-- Begin SOURCE EXTRACT --

The Vivo Y300 is an Android-based mid-range smartphone developed and manufactured by Vivo. It is part of the company's Y series lineup, positioned as an affordable 5G-enabled device with balanced specifications targeting general consumers.

==Design and Display==
The Vivo Y300 features a sleek design with an AMOLED display measuring approximately 6.67 inches, offering a Full HD+ resolution and a 120 Hz refresh rate for smoother motion on screen. The device includes an in-display optical fingerprint sensor for biometric authentication. The display supports high brightness levels for improved visibility in various lighting conditions.

==Specifications==
===Hardware===
The Y300 is powered by a Qualcomm Snapdragon 4 Gen 2 processor paired with up to 8 GB of RAM and up to 256 GB of internal storage. The chipset provides balanced performance for daily tasks, multitasking, and light gaming.

-- End SOURCE EXTRACT --
-- Begin DATASET --

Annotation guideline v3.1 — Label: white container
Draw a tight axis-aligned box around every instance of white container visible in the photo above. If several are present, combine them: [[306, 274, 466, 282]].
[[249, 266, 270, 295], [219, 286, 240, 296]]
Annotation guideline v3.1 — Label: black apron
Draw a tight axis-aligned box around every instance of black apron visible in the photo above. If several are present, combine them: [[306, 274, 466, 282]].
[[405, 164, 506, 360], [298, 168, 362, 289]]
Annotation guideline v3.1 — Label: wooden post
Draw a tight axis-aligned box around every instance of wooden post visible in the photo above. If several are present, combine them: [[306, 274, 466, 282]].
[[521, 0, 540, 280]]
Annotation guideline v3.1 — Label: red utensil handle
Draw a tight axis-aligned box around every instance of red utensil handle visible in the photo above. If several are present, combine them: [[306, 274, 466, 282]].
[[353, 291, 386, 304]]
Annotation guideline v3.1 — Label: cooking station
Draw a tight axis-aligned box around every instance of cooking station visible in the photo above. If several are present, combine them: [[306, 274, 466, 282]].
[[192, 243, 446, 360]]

-- End DATASET --
-- Begin DATASET --

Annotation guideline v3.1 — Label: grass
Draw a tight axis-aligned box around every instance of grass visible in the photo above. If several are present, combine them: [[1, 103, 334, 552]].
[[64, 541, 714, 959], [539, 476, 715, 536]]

-- End DATASET --

## AIM
Extend the Vivo Y300 article, picking up right after its last sentence and keeping its encyclopedic style.

## OUTPUT OF THE TASK
===Cameras===
The smartphone is equipped with a dual-rear camera system, consisting of a 50 megapixel primary sensor and a 2 megapixel depth sensor. On the front, it has a 32 megapixel selfie camera. The camera setup supports standard photography and video recording functions.

===Software===
The Vivo Y300 runs on Android with Vivo's custom user interface. The software includes typical features for customization, connectivity, and device management.